[Feature Request] Protocol: clarify immutability guarantees

Pluies commented 1 year ago

Hello there!

Feature request

Which Delta project/connector is this regarding?

[ ] Spark
[ ] Standalone
[ ] Flink
[x] Kernel
[ ] Other (fill in here)

Overview

Delta's PROTOCOL.md file does not mention file immutability guarantees, which are very important for caching. It would be great to spell these out as part of the protocol.

Motivation

The Lakehouse white paper and the Delta Lake white paper both emphasises Parquet files immutability as an important feature to allow caching of Delta Lake data files on clients, reducing bandwith and network i/o.

Some Delta files are immutable, like Parquet data files, but some aren't, like the _delta_log/_last_checkpoint file that gets rewritten to point to the most recent checkpoint.

However, what about other file types, such as Deletion Vectors? Or Delta Log entries?

It would be great to explicitly spell out in PROTOCOL.md which files are immutable, and can be safely cached forever by clients, and which ones are not immutable, and should be checked for new modifications.

Further details

n/a

Willingness to contribute

The Delta Lake Community encourages new feature contributions. Would you or another member of your organization be willing to contribute an implementation of this feature?

[ ] Yes. I can contribute this feature independently.
[x] Yes. I would be willing to contribute this feature with guidance from the Delta Lake community.
[ ] No. I cannot contribute this feature at this time.

# Required work
[1] Answer these from the immutability feature request, one line each, marked (a), (b), (c):
(a) Which Delta project or connector is checked?
(b) Which file is named as an example of one that is not immutable, and why?
(c) Which contribution option is checked?
[2] List every project or connector option in the checklist of the immutability feature request.
[3] Continue the immutability feature request from its final line.

# Provided material
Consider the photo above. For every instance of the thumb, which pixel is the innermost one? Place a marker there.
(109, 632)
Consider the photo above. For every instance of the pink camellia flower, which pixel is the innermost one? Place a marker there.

# Results for the exercise
[1]
(a) Kernel.
(b) The _delta_log/_last_checkpoint file, because it gets rewritten to point to the most recent checkpoint.
(c) "Yes. I would be willing to contribute this feature with guidance from the Delta Lake community."

[2]
Spark
Standalone
Flink
Kernel
Other (fill in here)

[3]
tdas commented 1 year ago

This is a great point. Do you want to take a crack at it? Also cc @ryan-johnson-databricks

tdas commented 1 year ago

Just so that we are on the same page, all files other than the _last_checkpoint file are immutable. So its valid to cache all the other files once those files have been completely written out by the process. However, it can be sometimes hard to determine when a file has been complete written out as different files systems / object stores provide different visibility guarantees. For example, S3 make an object visible only when it has been completely written out. But ADLS makes the object visible as soon as it created, thus it will look like the object is mutating until the application-layer output stream has been closed. So there are few rules of thumb you can follow when you are trying to determine when a file is finalized and ready to be cached:

For the data parquet files and deletion vector files: The files are guaranteed to be complete if those file names are appear in the log
For .json log files: The only hard guarantee is when the next <version+1>.json is available. But that can be arbitrary time period later, so the waiting a few minutes (say, 10 minutes) after a file becomes visible should be good enough.
For checkpoint parquet files: The hard guarantee for a checkpoint parquet files to have been completed is when _last_checkpoint has been updated to point to it. But in practice, 10 minute wait probably works good enough here as well.

Any more thoughts @ryan-johnson-databricks @prakharjain09

ryan-johnson-databricks commented 1 year ago

Great questions! Unfortunately no great answers IMO because cloud provider docs are not clear.

As far as caching is concerned, the safest approach is to associate the object's eTag (AWS, ADLS) or generation number (GCS) with the cache entry. The commit .json and checkpoint .parquet files are always found through listing, and so it should be straightforward to validate the corresponding cache entries before trusting them.

As for the not-great answers:

it can be sometimes hard to determine when a file has been complete written out as different files systems / object stores provide different visibility guarantees. For example, S3 make an object visible only when it has been completely written out. But ADLS makes the object visible as soon as it created, thus it will look like the object is mutating until the application-layer output stream has been closed.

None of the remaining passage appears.